Without a doubt, Apapa gridlock has in addition thrown up new challenges which is the exponential growth of commercial motorcyclists in the area. As most vehicles owners park their vehicles at any available space to find their ways around Apapa, you have to be extremely careful so that you are not knocked down by these commercial cyclists whose growth is now constituting a major menace around Apapa.
To resolve this prolonged Apapa gridlock, the federal and Lagos state governments have to be proactive and think out-of-the-box. It has become quite clear to all the stakeholders that all the previous interventions have failed and no further task force can perform any magic to turn around the current state of Apapa.
For Lagos state, there are quick fixes or long hanging fruits that the governor would have easily picked in his first hundred days in office. For example, given the preponderance of potholes dotting Lagos roads, the governor and his team would have declared ‘OPERATION FIX POTHOLES ON LAGOS ROAD IN 100 DAYS’. By now, he would have drawn accolades from across the state.
I also challenge the Lagos governor to expedite action for the completion of the ongoing rail system that has gulp so much money yet nothing to show for it. While doing that, he should also explore other alternatives like the cable car currently being promoted by Ropeways. From investigations, the Ropeways project when completed and inaugurated has the capacity to lift about a million passengers across Lagos daily.
For the ongoing rehabilitation works across the state, to reduce the hardship on people, the contractors should be advised to adopt a night work model whereby work starts from 11pm and ends at 5am giving ways for people to have access to move about freely. In addition, if they must shut down a road, there must be an alternative and a timeframe within which the road must be completed and open to traffic.
On the federal front, one of the ways to do this is to decentralize the ports. Rather than concentrating almost all import and export activities in Apapa and Tincan ports alone, the government should shift emphasis to Warri, Calabar, Onne Ports. These ports need a very little facelift to position them as the gateways for either the export or import of goods and services so as to take off the pressure from Lagos.
While that is being contemplated, a special holding bay should be constructed in a place like Ikorodu of Epe from where a rail line could be linked to ferry all containers from the ports to wait for collection. If this is not feasible, it is even more beneficial if the railways would begin a cargo service between Tincan, Apapa ports to major commercial hubs like, Port Harcourt, Onitsha, Aba, Abuja, Kano, Kaduna etc.

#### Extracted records
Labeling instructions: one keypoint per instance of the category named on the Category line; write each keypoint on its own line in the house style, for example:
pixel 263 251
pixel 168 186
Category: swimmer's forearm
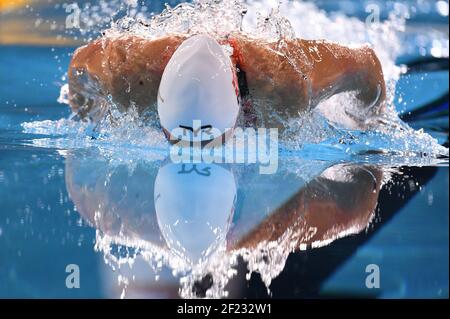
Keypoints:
pixel 338 69
pixel 127 70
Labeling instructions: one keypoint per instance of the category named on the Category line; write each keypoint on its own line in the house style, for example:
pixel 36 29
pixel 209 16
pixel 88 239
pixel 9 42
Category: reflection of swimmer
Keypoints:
pixel 187 210
pixel 194 79
pixel 194 206
pixel 338 203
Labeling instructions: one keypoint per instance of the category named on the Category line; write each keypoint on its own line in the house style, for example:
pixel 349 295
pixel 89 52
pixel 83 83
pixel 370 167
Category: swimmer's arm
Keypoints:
pixel 338 69
pixel 126 70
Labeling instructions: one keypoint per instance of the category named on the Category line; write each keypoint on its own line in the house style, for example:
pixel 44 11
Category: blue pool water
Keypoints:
pixel 45 223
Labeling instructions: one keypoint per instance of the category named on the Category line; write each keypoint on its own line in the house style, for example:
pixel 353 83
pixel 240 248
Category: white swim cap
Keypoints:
pixel 194 206
pixel 197 85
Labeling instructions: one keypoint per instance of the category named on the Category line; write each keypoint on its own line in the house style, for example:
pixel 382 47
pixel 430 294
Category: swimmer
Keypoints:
pixel 187 78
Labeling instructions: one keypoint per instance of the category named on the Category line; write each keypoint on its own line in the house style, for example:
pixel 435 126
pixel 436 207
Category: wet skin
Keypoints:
pixel 289 76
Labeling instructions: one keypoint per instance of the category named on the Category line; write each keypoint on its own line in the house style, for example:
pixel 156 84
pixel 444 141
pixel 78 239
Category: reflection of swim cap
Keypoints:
pixel 194 205
pixel 197 84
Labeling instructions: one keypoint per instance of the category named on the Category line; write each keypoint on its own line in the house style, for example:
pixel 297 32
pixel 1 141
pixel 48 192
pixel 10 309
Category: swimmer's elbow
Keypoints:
pixel 372 87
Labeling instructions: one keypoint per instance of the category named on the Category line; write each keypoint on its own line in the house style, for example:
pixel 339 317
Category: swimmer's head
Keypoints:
pixel 198 90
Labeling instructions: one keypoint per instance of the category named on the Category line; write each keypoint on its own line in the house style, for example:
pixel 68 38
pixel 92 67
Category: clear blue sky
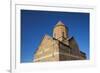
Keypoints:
pixel 35 24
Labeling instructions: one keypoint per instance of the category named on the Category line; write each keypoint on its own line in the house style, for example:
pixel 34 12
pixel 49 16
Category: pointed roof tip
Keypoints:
pixel 59 23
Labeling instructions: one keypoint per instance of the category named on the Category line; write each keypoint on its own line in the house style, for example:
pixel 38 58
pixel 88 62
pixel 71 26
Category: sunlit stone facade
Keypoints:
pixel 60 47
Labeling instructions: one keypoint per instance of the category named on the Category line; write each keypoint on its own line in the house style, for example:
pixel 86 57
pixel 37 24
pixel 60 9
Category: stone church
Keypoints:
pixel 60 47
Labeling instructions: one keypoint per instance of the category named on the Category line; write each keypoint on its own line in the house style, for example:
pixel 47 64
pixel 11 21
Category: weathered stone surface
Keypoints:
pixel 59 47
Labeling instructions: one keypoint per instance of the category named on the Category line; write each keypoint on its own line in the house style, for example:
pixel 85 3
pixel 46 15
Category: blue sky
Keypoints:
pixel 35 24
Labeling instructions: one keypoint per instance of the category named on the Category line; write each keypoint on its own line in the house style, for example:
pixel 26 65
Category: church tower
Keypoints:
pixel 60 32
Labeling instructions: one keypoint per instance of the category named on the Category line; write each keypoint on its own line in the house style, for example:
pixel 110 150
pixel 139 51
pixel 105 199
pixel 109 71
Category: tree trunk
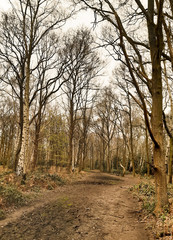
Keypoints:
pixel 23 158
pixel 147 152
pixel 170 162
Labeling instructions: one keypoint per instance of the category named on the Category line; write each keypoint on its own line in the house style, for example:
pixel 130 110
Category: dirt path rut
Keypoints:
pixel 96 207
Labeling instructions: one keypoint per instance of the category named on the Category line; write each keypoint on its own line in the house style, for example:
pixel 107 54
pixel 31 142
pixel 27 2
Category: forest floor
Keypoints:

#### Work instruction
Rewrite the stretch of the Apapa gridlock text from "For the ongoing" through "open to traffic.", swapping "contractors" for "builders".

#### Task answer
For the ongoing rehabilitation works across the state, to reduce the hardship on people, the builders should be advised to adopt a night work model whereby work starts from 11pm and ends at 5am giving ways for people to have access to move about freely. In addition, if they must shut down a road, there must be an alternative and a timeframe within which the road must be completed and open to traffic.